# Goal of the exercise
Give back each entry verbatim.

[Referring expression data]
------
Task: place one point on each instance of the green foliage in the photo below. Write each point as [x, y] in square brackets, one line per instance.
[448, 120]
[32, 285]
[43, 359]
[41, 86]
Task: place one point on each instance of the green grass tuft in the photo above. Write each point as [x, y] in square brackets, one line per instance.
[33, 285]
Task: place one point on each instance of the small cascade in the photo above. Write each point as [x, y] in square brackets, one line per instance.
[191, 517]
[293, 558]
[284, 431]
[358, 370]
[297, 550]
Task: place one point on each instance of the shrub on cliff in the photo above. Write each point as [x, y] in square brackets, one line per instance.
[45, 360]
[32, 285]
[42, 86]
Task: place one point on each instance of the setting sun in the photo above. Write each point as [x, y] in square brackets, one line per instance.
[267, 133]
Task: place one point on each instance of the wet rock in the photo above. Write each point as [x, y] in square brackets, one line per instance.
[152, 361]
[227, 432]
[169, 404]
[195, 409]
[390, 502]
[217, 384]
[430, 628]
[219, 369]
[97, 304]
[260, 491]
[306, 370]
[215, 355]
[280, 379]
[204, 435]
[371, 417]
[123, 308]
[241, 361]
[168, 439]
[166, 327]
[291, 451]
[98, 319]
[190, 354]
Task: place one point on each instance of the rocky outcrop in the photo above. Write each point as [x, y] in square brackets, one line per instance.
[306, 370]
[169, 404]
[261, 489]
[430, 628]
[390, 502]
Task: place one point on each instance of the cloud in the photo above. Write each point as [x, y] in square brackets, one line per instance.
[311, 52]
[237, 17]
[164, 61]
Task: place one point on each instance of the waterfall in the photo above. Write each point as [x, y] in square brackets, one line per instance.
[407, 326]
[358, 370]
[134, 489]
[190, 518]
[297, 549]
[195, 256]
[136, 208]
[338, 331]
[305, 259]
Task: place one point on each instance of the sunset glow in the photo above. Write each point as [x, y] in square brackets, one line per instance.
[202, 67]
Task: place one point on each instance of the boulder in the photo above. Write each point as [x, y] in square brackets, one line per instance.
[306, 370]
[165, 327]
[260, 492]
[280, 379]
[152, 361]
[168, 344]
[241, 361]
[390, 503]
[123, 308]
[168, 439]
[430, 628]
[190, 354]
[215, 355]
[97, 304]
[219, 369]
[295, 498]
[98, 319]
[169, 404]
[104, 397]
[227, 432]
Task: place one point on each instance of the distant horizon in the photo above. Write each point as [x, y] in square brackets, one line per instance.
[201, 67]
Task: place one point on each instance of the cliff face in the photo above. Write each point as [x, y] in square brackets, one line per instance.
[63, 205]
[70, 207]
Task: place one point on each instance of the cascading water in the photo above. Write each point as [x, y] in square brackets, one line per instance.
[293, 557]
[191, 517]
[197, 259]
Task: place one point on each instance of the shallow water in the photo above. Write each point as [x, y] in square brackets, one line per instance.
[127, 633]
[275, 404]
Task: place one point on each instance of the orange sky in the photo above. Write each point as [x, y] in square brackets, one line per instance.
------
# Your solution
Task: place one point on each instance of the green foliage in the photo below. Write each point as [x, y] in square brackets, one line per instance.
[448, 120]
[32, 285]
[43, 359]
[41, 86]
Task: place one point on each instance of the green grass tuft in the photo above. Write each point as [x, y] in square brackets, one line per instance.
[33, 285]
Task: place one point on each instance of the small cascade in the photo above. Write each point as [x, y] in square brackets, one line per instance.
[191, 517]
[293, 558]
[284, 431]
[358, 370]
[297, 550]
Task: place one point on each instance of the shrub on cliff in the photo above. Write each point as [x, y] in square brackets, one line per instance.
[45, 360]
[32, 285]
[42, 86]
Task: place one point on each instance of the setting sun in the photo above. Write each point as [x, y] in square brackets, one line per instance.
[267, 133]
Task: place one point on each instance of the wet rock in the photo above. Write each point as [x, y] in square brackets, one line per instance.
[152, 361]
[227, 432]
[169, 404]
[195, 409]
[390, 502]
[217, 384]
[430, 628]
[219, 369]
[97, 304]
[260, 491]
[306, 370]
[215, 355]
[280, 379]
[204, 435]
[371, 417]
[123, 308]
[241, 361]
[168, 439]
[166, 327]
[291, 451]
[98, 319]
[190, 354]
Task: place one point on each instance of the rocky outcrop in the photo above. Write each point as [x, y] in square brackets, one line per instance.
[306, 370]
[169, 404]
[261, 489]
[430, 628]
[390, 502]
Task: place one point on each instance of the cloud in the photo above. Write each point as [x, y] in square brackets, one line per instance.
[311, 52]
[237, 17]
[164, 61]
Task: place one point on each instance of the waterfall in the photo above. Write each point as [x, y] in square brackets, one line per instance.
[407, 326]
[358, 370]
[134, 489]
[190, 518]
[297, 549]
[195, 256]
[136, 208]
[338, 331]
[305, 259]
Task: place one point on each instance of the sunset glow in the photo above. Write each point as [x, y] in square brackets, one line per instance.
[202, 67]
Task: place one point on each instance of the boulder in the photo above. Write each point as [x, y] in square brackets, one line per instance.
[306, 370]
[165, 327]
[260, 492]
[280, 379]
[152, 361]
[168, 344]
[241, 361]
[390, 503]
[123, 308]
[168, 439]
[430, 628]
[190, 354]
[215, 355]
[97, 304]
[219, 369]
[295, 498]
[98, 319]
[169, 404]
[104, 397]
[227, 432]
Task: place one point on each instance of the distant horizon in the photo above. Write each point as [x, y] in square brackets, one line per instance.
[201, 67]
Task: place one point on each instance of the cliff face in the photo above. Write each point as [x, y] in square brackets, one line per instance.
[63, 205]
[70, 207]
Task: place one point on each instance of the cascading water in the photo above. Write each point as [x, y] in square brackets, one line per instance.
[293, 557]
[191, 517]
[197, 259]
Task: place one point on each instance of the shallow water in the photo above. Write each point as [x, y] in square brackets, one line per instance.
[127, 633]
[275, 404]
Task: place one point on each instance of the orange sky in the photo above. Write each point as [x, y] in square brackets, one line per instance.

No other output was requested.